### TRECHO FORNECIDO:
------------------------------------------------------------

2.2.07


SOU MANGUEBOY

A Herança do Malungo

Há dez anos morria Chico Science, líder da Nação Zumbi e articulador do movimento mangue

Era começo da noite do domingo, 2 de fevereiro de 1997. O artista plástico Félix Farfan, que acabara de chegar da praia, estava cochilando quando foi despertado pelo toque do telefone. Do outro lado da linha, uma amiga avisou que o cantor Chico Science havia sofrido um acidente, mas estava passando bem. Farfan e Science haviam ido no sábado ao pré-Carnaval em Olinda e combinado de voltar à Cidade Alta naquele domingo. Science acidentara-se, por volta das 18h30, no início do Complexo de Salgadinho. O Fiat Uno que dirigia desgovernou-se na descida do viaduto e bateu de frente em um poste de concreto. Ele faleceu no trajeto entre o local do acidente e o Hospital da Restauração. A notícia espalhou-se rapidamente pelo Recife e por Olinda, silenciando, aos poucos, foliões, orquestras e maracatus.

------------------------------------------------------------

(Entradas de dados salvas)

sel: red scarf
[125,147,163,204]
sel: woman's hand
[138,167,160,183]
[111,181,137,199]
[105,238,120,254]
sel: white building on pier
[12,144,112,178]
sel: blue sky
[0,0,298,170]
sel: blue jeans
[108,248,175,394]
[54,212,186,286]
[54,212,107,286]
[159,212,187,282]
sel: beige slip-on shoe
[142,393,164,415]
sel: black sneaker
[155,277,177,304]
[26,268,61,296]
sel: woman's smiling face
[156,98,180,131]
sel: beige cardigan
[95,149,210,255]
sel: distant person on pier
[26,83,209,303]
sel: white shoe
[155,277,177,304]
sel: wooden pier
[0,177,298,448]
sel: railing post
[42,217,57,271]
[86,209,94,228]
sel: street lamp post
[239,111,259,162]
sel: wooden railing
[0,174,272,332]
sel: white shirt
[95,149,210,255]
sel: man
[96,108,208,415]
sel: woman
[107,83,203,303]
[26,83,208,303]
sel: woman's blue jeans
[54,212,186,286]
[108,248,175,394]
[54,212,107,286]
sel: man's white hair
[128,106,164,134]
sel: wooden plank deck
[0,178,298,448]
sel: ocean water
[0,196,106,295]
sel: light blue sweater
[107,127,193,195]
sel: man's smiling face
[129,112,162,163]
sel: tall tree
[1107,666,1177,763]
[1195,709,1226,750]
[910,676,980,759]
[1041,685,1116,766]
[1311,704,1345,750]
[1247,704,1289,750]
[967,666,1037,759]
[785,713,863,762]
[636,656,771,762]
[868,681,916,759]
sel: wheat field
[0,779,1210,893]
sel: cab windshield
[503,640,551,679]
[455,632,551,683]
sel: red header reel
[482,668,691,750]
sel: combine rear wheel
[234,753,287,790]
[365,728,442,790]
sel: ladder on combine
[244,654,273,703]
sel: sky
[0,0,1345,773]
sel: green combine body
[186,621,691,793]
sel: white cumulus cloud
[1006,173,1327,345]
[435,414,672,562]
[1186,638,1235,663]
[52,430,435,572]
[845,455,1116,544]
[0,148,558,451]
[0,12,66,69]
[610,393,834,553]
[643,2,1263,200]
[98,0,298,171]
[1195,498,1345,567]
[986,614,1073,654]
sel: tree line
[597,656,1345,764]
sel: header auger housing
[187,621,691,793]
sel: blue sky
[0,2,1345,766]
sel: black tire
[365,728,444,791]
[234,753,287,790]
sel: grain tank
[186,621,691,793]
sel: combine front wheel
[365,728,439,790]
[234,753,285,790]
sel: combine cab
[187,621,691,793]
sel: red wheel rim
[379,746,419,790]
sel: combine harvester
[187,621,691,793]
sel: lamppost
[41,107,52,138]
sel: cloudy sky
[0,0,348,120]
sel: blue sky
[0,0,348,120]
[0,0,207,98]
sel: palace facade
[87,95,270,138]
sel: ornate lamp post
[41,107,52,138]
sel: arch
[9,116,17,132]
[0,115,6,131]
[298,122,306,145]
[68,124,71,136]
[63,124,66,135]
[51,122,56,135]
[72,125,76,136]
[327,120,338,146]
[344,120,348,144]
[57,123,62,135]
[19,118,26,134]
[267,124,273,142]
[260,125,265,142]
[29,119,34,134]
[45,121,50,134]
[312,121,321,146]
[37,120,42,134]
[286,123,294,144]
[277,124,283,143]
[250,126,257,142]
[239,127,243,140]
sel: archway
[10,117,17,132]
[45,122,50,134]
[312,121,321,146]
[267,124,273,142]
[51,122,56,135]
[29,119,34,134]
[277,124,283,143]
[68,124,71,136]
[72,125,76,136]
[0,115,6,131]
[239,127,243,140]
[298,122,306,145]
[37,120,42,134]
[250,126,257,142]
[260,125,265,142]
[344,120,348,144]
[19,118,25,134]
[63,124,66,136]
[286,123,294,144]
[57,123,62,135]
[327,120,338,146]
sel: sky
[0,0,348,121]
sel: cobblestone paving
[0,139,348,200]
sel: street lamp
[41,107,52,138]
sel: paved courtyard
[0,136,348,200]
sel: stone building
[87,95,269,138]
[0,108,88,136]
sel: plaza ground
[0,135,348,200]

------------------------------------------------------------

### TAREFA A REALIZAR:
Extraia do texto sobre a morte de Chico Science o trecho que começa nas palavras "Há dez anos" e termina logo depois de "orquestras e maracatus.". Copie-o sem nenhuma alteração.

### PROBLEMA RESOLVIDO:
Há dez anos morria Chico Science, líder da Nação Zumbi e articulador do movimento mangue

Era começo da noite do domingo, 2 de fevereiro de 1997. O artista plástico Félix Farfan, que acabara de chegar da praia, estava cochilando quando foi despertado pelo toque do telefone. Do outro lado da linha, uma amiga avisou que o cantor Chico Science havia sofrido um acidente, mas estava passando bem. Farfan e Science haviam ido no sábado ao pré-Carnaval em Olinda e combinado de voltar à Cidade Alta naquele domingo. Science acidentara-se, por volta das 18h30, no início do Complexo de Salgadinho. O Fiat Uno que dirigia desgovernou-se na descida do viaduto e bateu de frente em um poste de concreto. Ele faleceu no trajeto entre o local do acidente e o Hospital da Restauração. A notícia espalhou-se rapidamente pelo Recife e por Olinda, silenciando, aos poucos, foliões, orquestras e maracatus.